RECORDS PROVIDED:
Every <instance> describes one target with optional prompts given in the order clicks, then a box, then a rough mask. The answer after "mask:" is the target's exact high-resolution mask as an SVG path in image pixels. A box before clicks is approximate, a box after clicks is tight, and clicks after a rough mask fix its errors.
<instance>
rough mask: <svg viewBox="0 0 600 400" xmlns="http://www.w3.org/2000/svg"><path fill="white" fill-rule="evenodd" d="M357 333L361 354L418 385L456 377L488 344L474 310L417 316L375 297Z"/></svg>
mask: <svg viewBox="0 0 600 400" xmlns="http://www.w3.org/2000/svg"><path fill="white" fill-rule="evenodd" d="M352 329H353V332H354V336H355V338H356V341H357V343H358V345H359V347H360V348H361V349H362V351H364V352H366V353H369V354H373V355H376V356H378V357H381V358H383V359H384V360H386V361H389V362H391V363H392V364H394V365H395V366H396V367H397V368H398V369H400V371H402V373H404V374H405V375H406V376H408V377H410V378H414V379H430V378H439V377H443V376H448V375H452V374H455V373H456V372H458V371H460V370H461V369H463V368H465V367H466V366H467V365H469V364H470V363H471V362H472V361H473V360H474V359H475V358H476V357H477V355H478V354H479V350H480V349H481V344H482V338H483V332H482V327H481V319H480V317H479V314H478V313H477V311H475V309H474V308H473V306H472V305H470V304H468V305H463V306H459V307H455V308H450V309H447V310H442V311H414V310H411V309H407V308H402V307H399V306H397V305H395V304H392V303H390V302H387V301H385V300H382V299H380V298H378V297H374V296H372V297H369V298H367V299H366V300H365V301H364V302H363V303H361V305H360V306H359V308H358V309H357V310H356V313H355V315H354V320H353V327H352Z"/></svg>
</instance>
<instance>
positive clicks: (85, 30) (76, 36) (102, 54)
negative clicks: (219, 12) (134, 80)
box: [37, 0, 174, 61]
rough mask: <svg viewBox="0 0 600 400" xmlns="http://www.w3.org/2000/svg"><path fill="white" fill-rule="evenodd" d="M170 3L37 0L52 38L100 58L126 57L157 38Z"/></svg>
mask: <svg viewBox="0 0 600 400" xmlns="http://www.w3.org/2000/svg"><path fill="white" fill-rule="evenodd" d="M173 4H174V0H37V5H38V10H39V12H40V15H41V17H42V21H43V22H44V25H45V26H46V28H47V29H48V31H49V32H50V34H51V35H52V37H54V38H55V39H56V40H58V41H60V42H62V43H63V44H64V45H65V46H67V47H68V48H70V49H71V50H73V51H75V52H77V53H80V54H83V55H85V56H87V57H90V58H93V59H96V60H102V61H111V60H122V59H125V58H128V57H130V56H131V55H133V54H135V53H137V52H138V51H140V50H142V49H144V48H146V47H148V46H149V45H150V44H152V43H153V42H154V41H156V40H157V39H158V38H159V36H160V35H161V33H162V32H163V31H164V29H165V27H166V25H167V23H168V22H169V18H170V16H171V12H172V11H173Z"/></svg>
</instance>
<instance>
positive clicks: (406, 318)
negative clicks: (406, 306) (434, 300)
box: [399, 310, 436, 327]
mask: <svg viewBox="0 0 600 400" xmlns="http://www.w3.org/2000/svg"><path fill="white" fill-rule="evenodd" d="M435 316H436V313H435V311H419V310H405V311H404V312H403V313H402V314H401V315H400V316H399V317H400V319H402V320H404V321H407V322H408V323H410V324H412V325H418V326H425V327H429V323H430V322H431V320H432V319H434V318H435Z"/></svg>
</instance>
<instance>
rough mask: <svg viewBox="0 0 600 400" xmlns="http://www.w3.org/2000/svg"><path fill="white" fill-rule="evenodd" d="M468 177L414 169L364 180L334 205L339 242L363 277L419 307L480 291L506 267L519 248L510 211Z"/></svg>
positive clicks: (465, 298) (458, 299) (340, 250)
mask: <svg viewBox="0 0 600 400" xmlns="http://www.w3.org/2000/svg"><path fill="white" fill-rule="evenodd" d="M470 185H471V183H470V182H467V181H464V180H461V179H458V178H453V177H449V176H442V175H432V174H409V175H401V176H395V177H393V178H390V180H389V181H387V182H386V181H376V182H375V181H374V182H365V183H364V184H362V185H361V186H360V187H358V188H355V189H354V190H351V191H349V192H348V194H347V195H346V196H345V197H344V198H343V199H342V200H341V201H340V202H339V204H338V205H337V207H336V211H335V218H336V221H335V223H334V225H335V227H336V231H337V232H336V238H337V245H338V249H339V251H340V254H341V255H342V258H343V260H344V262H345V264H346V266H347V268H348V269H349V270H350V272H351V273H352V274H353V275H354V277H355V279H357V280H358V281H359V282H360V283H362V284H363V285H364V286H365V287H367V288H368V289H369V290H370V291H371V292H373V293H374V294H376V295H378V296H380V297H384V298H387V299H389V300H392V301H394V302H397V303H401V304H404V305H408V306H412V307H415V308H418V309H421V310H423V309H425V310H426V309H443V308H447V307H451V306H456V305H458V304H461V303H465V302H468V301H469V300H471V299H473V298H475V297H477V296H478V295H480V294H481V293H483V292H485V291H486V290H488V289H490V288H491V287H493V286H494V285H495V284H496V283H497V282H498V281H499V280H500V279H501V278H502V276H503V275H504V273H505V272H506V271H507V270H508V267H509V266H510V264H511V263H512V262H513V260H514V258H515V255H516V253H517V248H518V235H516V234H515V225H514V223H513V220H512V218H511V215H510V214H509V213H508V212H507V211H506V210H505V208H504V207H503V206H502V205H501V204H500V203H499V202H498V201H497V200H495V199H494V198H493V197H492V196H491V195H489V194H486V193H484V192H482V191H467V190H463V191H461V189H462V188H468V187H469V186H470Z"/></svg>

TASK BRIEF: Could you copy out the material again word for word, from its first line through the line containing "333L361 354L418 385L456", with both of those lines included?

EXERCISE RESPONSE:
Every <instance> describes one target with optional prompts given in the order clicks, then a box, then a rough mask. The answer after "mask:" is the target's exact high-resolution mask as an SVG path in image pixels. A box before clicks is approximate, a box after clicks is tight, and clicks after a rough mask fix its errors.
<instance>
rough mask: <svg viewBox="0 0 600 400" xmlns="http://www.w3.org/2000/svg"><path fill="white" fill-rule="evenodd" d="M357 333L361 354L418 385L456 377L488 344L474 310L417 316L375 297Z"/></svg>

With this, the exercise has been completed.